**Data section**

Content starts

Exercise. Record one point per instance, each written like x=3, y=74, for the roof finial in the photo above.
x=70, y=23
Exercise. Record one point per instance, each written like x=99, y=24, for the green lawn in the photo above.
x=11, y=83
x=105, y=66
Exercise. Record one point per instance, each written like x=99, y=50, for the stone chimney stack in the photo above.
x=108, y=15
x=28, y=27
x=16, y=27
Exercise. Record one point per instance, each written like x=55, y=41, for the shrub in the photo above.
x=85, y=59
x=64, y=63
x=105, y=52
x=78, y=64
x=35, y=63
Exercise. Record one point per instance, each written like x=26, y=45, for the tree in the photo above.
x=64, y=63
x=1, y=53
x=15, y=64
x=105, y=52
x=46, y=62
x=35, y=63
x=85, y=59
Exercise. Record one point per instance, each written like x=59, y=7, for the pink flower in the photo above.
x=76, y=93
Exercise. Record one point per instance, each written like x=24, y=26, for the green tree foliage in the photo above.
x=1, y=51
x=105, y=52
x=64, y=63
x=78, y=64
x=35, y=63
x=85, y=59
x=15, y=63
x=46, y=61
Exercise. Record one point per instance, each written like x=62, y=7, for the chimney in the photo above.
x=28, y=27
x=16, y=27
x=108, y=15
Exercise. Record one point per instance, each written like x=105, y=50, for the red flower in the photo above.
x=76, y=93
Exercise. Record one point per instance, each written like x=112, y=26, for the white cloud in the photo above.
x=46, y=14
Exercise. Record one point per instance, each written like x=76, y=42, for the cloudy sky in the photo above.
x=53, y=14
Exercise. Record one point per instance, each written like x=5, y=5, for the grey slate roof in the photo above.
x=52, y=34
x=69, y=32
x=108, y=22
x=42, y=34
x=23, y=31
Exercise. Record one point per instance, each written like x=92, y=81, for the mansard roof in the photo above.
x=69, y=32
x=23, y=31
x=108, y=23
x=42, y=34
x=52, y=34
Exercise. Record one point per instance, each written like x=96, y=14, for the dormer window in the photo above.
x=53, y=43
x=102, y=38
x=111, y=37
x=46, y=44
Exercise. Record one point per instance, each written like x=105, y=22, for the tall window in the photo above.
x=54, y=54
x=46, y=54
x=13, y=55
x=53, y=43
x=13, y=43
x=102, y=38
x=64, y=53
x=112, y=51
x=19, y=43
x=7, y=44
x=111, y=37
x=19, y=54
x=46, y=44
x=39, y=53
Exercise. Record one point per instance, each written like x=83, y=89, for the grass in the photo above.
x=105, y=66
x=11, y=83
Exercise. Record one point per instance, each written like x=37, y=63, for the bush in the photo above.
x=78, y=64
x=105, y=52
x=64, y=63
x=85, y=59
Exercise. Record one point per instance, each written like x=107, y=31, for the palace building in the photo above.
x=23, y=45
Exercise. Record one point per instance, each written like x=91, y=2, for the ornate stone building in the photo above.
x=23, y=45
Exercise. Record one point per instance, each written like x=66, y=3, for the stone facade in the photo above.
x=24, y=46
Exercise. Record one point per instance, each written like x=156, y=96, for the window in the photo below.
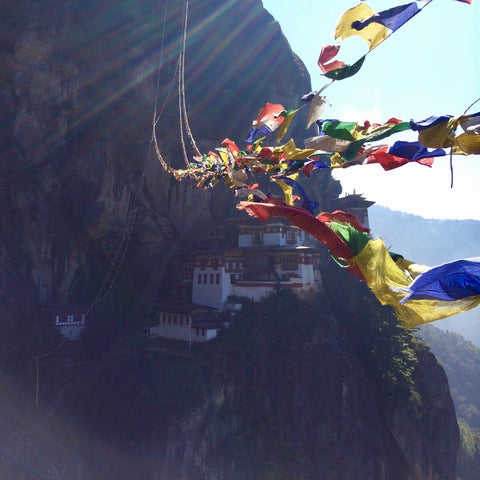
x=291, y=236
x=257, y=237
x=289, y=262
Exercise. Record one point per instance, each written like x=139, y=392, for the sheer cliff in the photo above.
x=330, y=389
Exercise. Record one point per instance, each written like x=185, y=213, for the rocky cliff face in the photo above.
x=89, y=217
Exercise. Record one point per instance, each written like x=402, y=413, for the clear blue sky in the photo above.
x=429, y=66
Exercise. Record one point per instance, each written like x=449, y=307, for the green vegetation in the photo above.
x=461, y=362
x=469, y=454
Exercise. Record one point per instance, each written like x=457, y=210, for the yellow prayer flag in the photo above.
x=373, y=34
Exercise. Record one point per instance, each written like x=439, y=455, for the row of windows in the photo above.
x=173, y=319
x=205, y=277
x=70, y=319
x=228, y=265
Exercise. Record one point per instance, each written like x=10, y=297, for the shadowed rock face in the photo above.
x=80, y=82
x=89, y=217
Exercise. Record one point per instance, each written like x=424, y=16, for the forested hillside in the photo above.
x=461, y=361
x=432, y=242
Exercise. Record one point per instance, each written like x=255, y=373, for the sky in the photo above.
x=427, y=67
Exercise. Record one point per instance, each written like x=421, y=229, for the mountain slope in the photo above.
x=432, y=242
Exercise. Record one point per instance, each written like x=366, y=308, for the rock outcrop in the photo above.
x=89, y=217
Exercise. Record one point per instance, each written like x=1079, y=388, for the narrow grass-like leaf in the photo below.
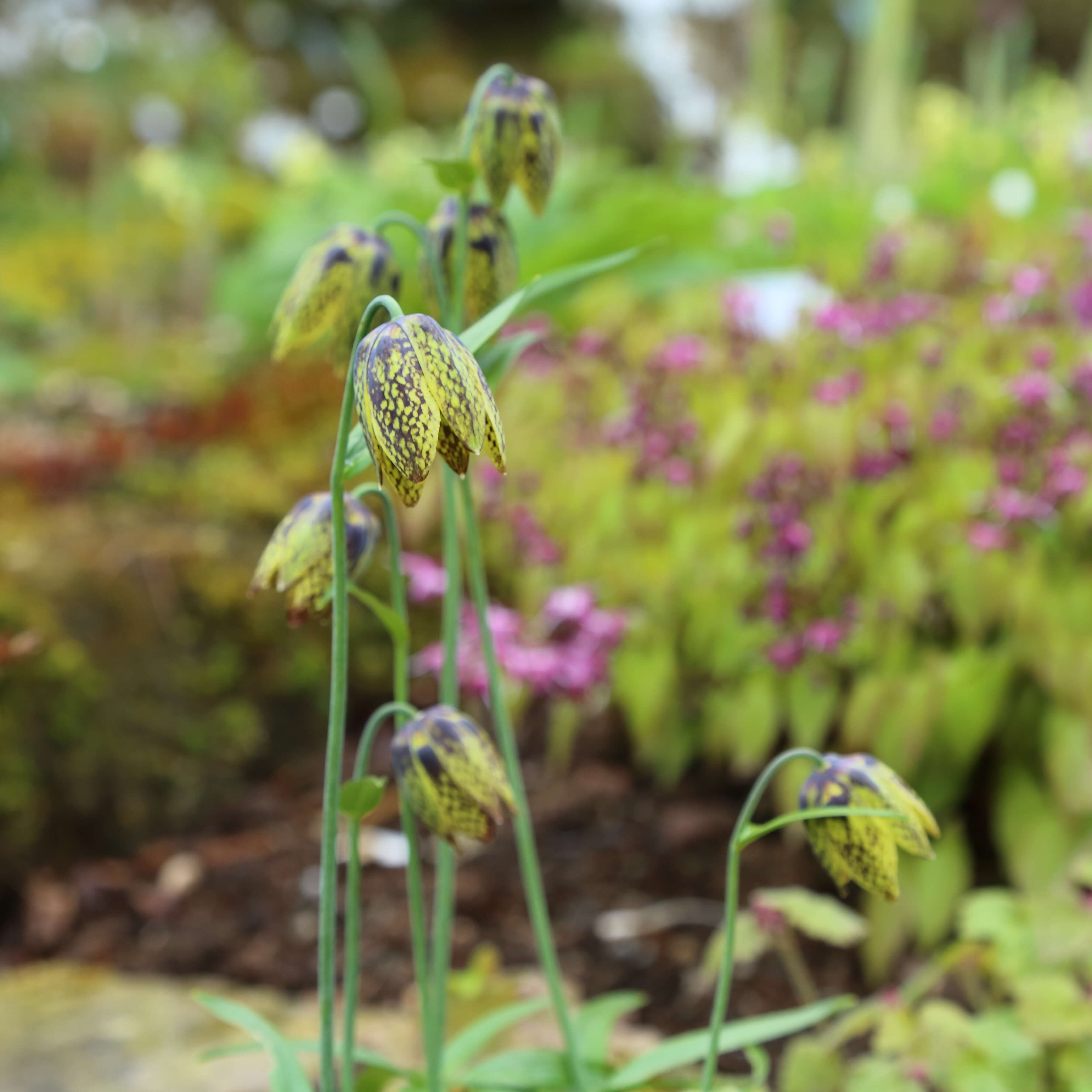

Content ends

**What is expected**
Would you set down the material exactly as it stands, without the pictures?

**Task output**
Exercise. Record one point per instance, each written like x=3, y=74, for the roof finial in the photo above.
x=70, y=23
Exercise. Record one point per instance, each written like x=99, y=24, for the green lawn in the photo above.
x=11, y=83
x=105, y=66
Exercise. Record one point per instance, each written like x=99, y=50, for the stone chimney stack in the photo above.
x=108, y=15
x=28, y=27
x=16, y=27
Exercise. Record one point per instance, each written like x=55, y=41, for the shrub in the photo above.
x=85, y=59
x=64, y=63
x=105, y=52
x=78, y=64
x=35, y=63
Exercise. Record one point per instance, each written like x=26, y=45, for the tree in the photo above.
x=64, y=63
x=1, y=53
x=15, y=64
x=105, y=52
x=46, y=62
x=35, y=63
x=85, y=59
Exercise. Record one point per instance, each written like x=59, y=7, for the pink flower in the photo above.
x=76, y=93
Exercise. Record one point per instance, each written like x=24, y=26, for the green tree foliage in the photo above.
x=1, y=51
x=105, y=52
x=64, y=63
x=78, y=64
x=35, y=63
x=85, y=59
x=15, y=63
x=46, y=61
Exercise. Record one point per instance, each written like x=62, y=7, for the chimney in the photo above.
x=28, y=27
x=16, y=27
x=108, y=15
Exercise. Record one point per instance, each written like x=105, y=50, for the red flower in the photo above.
x=76, y=93
Exercise. Record one point per instance, each written like x=112, y=26, for the white cloud in the photo above.
x=46, y=14
Exercise. Record one point per instance, each written like x=76, y=42, for the cloudy sky in the photo above.
x=53, y=14
Exercise. Record one point per instance, each written like x=5, y=5, for the grey slate roof in the photo above.
x=52, y=34
x=69, y=32
x=108, y=22
x=42, y=34
x=23, y=31
Exercise. Record one point per instance, each written like x=92, y=81, for the mansard roof in the photo above.
x=69, y=32
x=23, y=31
x=108, y=23
x=42, y=34
x=52, y=34
Exercise. Record one point per instance, each written like x=96, y=14, for the dormer window in the photo above.
x=53, y=43
x=102, y=38
x=111, y=37
x=46, y=44
Exercise. Record one point per instance, each written like x=105, y=22, for the tall window in the photo above.
x=54, y=54
x=46, y=54
x=13, y=55
x=53, y=43
x=13, y=43
x=102, y=38
x=64, y=53
x=112, y=51
x=19, y=43
x=7, y=44
x=111, y=37
x=19, y=54
x=46, y=44
x=39, y=53
Exercise. Record one point per instance, each written like x=83, y=89, for the grass in the photo above.
x=105, y=66
x=11, y=83
Exercise. Record one point per instance, each written like x=37, y=63, for the bush in the photo above.
x=78, y=64
x=105, y=52
x=64, y=63
x=85, y=59
Exercise. Record one point per instance, each written like x=107, y=31, for the palace building in the photo above.
x=23, y=45
Exercise. Record one point per instance, each written like x=91, y=2, for the ornate stone building in the photo above.
x=23, y=45
Exercise. Record one point per instance, each written like x=66, y=3, for the stone facade in the photo above.
x=24, y=46
Exercise. Record one point per instance, each written like x=156, y=96, for the window in the photo below.
x=291, y=236
x=257, y=237
x=289, y=262
Exercise. Record one point per instance, each written like x=139, y=392, for the sheer cliff in the photo above.
x=330, y=389
Exercise. Record one point per instance, each written like x=185, y=213, for the rocky cliff face in the photo above.
x=89, y=217
Exercise. Record one point per instance, each written like x=402, y=413, for the clear blue sky in the photo above.
x=429, y=66
Exercise. Record one point per instance, each written like x=449, y=307, for the green vegetation in the photo above.
x=461, y=362
x=469, y=454
Exercise. Record one point per instance, each written like x=457, y=210, for the yellow prayer flag in the photo above.
x=373, y=34
Exercise. Record one point per instance, each written like x=439, y=455, for the row of windows in the photo above.
x=173, y=319
x=205, y=277
x=70, y=319
x=228, y=265
Exercise. Record one point per instance, each written like x=10, y=297, for the shadowed rock face in the photo above.
x=80, y=82
x=89, y=217
Exercise. Record one point per instance, each written like x=424, y=16, for the forested hillside in the photo above.
x=461, y=361
x=432, y=242
Exercise. Record one point per instance, each written like x=255, y=373, for the sky in the photo above.
x=427, y=67
Exercise. Record one point per instance, each written like x=421, y=229, for the mountain slope in the photo above.
x=432, y=242
Exercise. Record one point per instance, each written like x=366, y=308, for the rock outcrop in the photo above.
x=89, y=217
Exercise. Record one point per instance, each written like x=1079, y=388, for the narrow grass-like leaf in the photo below.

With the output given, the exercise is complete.